» **WHAT NEEDS TO BE DONE**
Copy the items word for word, from the first line through the line containing "0, 360, 6]]", both included.

* * * * * * *

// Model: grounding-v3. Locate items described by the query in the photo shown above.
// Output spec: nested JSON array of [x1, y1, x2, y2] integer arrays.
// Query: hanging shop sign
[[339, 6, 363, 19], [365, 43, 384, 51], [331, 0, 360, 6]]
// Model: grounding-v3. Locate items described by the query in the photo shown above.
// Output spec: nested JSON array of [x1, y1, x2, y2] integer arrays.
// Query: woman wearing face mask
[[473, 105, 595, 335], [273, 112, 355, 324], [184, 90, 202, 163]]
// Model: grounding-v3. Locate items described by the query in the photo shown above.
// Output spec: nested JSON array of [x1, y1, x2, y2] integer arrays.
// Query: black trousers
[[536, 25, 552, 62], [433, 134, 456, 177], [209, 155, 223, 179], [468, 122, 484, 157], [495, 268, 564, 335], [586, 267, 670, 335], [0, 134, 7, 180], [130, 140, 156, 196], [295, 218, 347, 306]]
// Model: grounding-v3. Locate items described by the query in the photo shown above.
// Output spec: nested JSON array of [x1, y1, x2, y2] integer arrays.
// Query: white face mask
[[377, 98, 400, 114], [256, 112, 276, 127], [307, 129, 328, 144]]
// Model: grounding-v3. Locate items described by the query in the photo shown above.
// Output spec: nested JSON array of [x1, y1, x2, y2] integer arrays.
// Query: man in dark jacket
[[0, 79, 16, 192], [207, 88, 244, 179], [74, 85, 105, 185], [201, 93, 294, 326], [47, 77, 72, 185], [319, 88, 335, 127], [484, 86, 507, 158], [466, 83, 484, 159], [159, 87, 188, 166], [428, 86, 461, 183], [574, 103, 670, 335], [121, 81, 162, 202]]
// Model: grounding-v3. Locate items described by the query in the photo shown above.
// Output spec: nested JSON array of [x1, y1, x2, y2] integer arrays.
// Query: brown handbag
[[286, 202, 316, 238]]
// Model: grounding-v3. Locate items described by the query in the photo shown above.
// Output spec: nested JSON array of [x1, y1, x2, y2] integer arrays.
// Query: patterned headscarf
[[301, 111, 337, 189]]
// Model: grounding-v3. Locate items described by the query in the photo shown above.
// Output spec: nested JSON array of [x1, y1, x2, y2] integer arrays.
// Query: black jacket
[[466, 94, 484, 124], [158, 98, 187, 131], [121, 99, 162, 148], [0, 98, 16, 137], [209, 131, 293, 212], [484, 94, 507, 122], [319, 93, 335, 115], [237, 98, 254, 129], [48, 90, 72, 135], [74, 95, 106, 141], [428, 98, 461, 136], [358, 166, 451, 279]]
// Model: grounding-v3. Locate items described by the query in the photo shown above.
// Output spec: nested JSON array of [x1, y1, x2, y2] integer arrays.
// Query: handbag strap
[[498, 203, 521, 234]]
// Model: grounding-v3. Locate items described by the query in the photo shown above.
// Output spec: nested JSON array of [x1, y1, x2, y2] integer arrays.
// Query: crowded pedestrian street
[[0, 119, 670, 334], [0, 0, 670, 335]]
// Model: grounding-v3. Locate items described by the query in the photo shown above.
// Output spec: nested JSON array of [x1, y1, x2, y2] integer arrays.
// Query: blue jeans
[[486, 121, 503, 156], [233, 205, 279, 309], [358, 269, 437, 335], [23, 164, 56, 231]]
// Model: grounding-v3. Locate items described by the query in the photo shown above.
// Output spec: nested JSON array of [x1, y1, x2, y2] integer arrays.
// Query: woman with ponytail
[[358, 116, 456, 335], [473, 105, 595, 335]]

* * * * * * *

» **PROBLEM SOLUTION**
// Model: grounding-v3. Locate items described by the query in the photo shown above.
// Output spec: nested JSON array of [x1, y1, x2, y2] integer arrays.
// Query: hanging shop sign
[[339, 6, 363, 19], [365, 43, 384, 51], [331, 0, 360, 6]]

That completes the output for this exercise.